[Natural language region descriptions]

------------------------------------------------------------------------

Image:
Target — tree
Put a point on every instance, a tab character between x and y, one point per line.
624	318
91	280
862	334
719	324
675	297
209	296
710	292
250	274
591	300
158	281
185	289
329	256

------------------------------------------------------------------------

Every record, from the first to the last, should be transcribed exactly.

Image:
Target — tree
Put a point on every instance, a tab character between x and y, one point per line.
624	318
91	280
862	334
719	324
675	297
209	296
710	292
250	274
591	300
158	281
185	289
329	256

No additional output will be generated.